WORK TO DO:
Please pull out every line of the items below that contains the string "white".

PROVIDED RECORDS:
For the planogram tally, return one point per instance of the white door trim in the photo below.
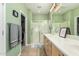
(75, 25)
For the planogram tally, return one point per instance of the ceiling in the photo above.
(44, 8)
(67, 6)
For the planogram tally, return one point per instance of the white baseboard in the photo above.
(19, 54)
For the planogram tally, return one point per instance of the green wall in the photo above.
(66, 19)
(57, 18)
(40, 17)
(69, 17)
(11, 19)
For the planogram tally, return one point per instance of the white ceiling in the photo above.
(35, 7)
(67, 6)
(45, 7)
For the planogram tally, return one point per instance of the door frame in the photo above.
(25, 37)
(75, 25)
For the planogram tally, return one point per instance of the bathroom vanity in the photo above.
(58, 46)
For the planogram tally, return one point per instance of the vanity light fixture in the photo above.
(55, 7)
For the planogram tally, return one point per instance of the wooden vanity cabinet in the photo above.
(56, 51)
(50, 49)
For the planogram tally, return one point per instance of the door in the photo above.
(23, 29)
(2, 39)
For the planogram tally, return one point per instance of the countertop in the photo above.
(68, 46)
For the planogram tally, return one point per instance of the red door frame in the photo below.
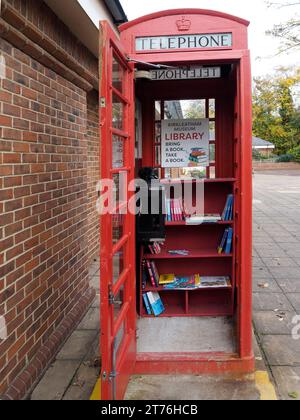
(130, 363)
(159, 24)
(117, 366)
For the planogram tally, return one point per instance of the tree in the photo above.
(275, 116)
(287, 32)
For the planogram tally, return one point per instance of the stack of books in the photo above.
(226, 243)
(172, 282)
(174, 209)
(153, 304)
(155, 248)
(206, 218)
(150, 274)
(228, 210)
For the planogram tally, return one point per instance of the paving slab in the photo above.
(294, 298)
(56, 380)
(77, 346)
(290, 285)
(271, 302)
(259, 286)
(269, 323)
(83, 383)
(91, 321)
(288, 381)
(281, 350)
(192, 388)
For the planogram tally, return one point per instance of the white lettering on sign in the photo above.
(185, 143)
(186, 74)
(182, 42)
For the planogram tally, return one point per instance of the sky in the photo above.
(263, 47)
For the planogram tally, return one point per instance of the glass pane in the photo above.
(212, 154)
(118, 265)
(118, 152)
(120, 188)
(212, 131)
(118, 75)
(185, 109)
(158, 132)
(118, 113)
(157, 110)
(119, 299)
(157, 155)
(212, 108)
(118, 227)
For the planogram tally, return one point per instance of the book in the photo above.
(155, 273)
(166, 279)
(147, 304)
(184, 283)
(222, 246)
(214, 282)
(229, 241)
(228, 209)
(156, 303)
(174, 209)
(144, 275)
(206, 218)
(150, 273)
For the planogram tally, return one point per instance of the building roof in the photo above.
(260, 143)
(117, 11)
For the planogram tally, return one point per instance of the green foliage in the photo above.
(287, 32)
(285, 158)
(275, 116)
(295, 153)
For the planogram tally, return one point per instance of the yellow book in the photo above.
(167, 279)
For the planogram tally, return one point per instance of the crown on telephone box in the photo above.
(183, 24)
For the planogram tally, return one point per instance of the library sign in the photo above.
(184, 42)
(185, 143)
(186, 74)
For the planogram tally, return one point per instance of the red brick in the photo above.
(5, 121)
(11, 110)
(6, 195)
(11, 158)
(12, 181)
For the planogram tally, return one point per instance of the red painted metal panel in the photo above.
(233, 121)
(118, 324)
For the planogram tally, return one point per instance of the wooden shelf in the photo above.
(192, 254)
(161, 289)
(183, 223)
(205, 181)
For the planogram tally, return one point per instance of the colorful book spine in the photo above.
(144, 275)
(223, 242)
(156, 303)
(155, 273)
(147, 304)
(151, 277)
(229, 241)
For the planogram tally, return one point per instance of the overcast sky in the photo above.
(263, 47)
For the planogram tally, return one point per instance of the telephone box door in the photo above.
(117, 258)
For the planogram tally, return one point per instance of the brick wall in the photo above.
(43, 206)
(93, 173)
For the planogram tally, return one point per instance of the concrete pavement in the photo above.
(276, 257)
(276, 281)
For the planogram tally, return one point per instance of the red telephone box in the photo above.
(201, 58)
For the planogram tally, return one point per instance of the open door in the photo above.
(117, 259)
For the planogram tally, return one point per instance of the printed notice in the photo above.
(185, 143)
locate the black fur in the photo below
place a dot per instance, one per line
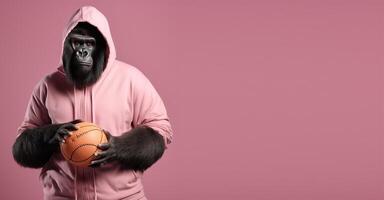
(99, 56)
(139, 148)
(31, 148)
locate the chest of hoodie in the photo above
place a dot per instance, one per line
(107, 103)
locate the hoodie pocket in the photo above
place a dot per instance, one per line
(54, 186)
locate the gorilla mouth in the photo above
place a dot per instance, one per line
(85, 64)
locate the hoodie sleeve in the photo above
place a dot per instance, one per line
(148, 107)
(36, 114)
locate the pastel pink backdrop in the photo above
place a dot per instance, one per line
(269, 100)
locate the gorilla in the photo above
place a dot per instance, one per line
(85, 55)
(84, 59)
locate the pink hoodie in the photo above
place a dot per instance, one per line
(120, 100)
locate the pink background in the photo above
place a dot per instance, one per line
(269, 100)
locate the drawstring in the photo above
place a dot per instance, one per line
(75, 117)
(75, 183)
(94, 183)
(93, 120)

---

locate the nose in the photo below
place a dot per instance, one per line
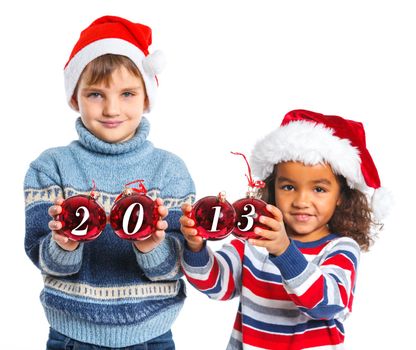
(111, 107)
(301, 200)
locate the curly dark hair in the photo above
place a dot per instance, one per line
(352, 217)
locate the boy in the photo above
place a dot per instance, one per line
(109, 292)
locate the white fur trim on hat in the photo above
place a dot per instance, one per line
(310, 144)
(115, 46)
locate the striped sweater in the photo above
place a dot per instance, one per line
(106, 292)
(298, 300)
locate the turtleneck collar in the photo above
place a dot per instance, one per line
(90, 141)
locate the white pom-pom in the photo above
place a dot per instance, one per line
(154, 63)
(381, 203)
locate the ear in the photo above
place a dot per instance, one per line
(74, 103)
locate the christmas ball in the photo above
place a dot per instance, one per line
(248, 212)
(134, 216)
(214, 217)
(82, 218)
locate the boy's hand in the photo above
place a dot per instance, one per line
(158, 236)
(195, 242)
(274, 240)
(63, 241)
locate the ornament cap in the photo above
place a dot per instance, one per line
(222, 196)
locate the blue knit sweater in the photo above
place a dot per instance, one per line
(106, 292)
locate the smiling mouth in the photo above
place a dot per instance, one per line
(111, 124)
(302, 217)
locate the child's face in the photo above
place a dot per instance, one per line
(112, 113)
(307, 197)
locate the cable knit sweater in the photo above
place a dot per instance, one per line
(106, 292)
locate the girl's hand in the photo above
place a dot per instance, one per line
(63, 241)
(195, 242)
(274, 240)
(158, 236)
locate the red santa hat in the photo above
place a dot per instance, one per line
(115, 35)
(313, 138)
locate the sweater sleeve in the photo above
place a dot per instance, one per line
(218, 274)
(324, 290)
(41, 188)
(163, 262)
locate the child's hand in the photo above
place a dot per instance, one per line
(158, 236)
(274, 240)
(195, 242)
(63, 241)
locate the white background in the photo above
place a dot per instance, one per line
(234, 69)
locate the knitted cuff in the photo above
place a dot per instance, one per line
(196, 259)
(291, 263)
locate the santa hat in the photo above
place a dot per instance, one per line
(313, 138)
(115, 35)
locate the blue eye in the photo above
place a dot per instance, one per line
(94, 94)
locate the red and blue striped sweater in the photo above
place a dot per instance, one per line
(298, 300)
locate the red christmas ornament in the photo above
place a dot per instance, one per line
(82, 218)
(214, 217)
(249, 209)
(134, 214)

REPLY:
For the planogram tally, return one point per instance of the white door trim in the photo below.
For the planogram tally, return one point per instance of the white baseboard in the photo above.
For the planogram tally, return one point per instance of the white ceiling in the photo above.
For the planogram tally, return one point per instance of the white lettering on sign in the photo above.
locate the white fur trim on hat in the photo above
locate the white pom-pom in the photo above
locate the white background in the photo above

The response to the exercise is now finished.